■ **Directions**: Reproduce every one of the following lines verbatim, changing nothing.
-- begin --
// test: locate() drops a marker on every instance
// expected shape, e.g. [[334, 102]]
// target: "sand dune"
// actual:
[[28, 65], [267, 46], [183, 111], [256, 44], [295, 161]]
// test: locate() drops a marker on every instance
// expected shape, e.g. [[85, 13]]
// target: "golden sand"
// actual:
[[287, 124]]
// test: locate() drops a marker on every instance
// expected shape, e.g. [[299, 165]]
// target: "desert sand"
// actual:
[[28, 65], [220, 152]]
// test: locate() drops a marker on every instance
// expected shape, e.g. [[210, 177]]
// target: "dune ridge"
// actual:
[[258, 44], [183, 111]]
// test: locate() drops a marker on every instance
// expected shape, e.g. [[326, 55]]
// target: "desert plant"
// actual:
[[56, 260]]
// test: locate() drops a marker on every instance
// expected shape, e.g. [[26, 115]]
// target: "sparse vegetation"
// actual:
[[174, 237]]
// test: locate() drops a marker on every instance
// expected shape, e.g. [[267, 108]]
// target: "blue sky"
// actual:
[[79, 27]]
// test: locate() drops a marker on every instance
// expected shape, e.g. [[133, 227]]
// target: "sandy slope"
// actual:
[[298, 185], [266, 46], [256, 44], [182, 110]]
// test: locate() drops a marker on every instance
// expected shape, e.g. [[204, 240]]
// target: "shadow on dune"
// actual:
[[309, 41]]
-- end --
■ **Response to this task**:
// test: locate() drops a marker on every instance
// expected shape, e.g. [[334, 102]]
// target: "sand dune"
// actual:
[[28, 65], [267, 46], [183, 111], [256, 44], [295, 161]]
// test: locate() drops a marker on every instance
// expected shape, e.g. [[85, 13]]
// target: "golden sand"
// actual:
[[287, 124]]
// test: locate() drops a marker on every instance
// expected shape, e.g. [[299, 165]]
// target: "desert sand"
// actual:
[[28, 65], [220, 152]]
// test: locate() drops a marker on every instance
// expected shape, e.g. [[210, 177]]
// target: "dune ridge"
// actual:
[[258, 44], [183, 111]]
// test: locate() drops a marker on every instance
// expected shape, e.g. [[326, 55]]
// target: "desert plant"
// actual:
[[56, 260]]
// test: locate() drops a marker on every instance
// expected shape, e.g. [[26, 115]]
// target: "sparse vegetation"
// actual:
[[174, 237]]
// test: locate() drops a marker on every instance
// expected shape, e.g. [[267, 108]]
// target: "blue sky"
// actual:
[[79, 27]]
// test: locate() drops a marker on every instance
// expected shape, e.g. [[133, 227]]
// target: "sandy slope"
// actual:
[[298, 185], [266, 46], [256, 44], [182, 110]]
// test: locate() drops a marker on every instance
// expected shape, e.g. [[204, 240]]
// target: "shadow on dune"
// actual:
[[309, 41]]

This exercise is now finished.